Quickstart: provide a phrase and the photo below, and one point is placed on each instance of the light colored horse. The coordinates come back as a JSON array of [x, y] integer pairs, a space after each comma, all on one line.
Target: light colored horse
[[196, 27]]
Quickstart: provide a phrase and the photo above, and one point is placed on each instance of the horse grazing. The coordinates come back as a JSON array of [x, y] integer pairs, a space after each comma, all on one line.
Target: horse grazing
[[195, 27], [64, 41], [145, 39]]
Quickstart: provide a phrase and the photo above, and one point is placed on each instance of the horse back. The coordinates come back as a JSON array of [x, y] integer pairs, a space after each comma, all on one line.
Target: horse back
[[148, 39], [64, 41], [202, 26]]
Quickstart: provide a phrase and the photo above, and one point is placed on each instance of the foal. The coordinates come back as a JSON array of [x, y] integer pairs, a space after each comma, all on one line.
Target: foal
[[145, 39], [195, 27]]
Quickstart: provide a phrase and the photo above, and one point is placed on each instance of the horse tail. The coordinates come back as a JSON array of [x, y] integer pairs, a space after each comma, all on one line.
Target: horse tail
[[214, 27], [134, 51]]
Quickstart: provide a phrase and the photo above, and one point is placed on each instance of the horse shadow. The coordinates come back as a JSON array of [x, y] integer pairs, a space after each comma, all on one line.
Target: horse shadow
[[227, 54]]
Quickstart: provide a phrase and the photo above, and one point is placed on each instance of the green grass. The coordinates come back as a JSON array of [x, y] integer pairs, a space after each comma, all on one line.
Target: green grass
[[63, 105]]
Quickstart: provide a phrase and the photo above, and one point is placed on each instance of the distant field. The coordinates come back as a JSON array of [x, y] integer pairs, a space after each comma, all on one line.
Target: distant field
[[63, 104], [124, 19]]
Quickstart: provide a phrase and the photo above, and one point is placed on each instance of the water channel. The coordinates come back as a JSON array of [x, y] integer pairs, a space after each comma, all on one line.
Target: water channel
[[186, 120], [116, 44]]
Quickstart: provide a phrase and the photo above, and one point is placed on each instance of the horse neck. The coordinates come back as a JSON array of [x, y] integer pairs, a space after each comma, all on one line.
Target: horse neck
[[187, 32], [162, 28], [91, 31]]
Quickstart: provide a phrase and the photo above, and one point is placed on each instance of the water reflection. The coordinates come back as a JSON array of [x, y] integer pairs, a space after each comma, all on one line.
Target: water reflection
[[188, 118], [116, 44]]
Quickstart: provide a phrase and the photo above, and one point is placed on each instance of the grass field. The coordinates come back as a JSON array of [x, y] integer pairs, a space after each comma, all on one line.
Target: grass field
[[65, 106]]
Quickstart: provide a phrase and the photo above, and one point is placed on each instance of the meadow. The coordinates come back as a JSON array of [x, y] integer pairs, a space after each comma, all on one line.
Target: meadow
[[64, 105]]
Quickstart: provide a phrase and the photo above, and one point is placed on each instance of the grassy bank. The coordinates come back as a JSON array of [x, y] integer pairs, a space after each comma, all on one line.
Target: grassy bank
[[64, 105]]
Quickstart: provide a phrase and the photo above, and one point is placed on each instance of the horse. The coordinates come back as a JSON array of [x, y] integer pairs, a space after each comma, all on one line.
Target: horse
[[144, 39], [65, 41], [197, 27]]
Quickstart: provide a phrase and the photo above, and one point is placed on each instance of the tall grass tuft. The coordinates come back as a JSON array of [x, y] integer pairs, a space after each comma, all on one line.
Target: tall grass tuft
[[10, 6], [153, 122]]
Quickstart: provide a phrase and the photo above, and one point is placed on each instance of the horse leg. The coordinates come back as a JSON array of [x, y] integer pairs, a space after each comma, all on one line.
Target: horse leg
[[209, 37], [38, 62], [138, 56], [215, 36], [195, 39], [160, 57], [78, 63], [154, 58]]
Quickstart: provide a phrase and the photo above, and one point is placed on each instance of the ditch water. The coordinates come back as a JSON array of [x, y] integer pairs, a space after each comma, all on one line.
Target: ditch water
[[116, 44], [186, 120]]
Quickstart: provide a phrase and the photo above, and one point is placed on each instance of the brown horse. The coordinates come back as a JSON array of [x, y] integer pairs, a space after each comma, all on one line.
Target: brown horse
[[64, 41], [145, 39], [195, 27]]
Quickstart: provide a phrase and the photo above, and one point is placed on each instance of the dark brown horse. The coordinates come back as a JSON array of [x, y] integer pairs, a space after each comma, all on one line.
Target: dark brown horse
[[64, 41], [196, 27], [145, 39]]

What the task asks: Copy out only the lines from the line with "of the tall" up to and including the line with "[[10, 6], [153, 122]]". Include the requests unchanged, but multiply each point coordinate in the answers by 1.7 and round it to a whole number, with halves rounded up.

Answer below:
Quickstart: provide a phrase and the photo above, and one point is placed on each instance of the tall grass tuft. The coordinates come back as a JSON array of [x, y] integer pairs, a space after each comma, all on one line.
Target: tall grass tuft
[[17, 10], [260, 207]]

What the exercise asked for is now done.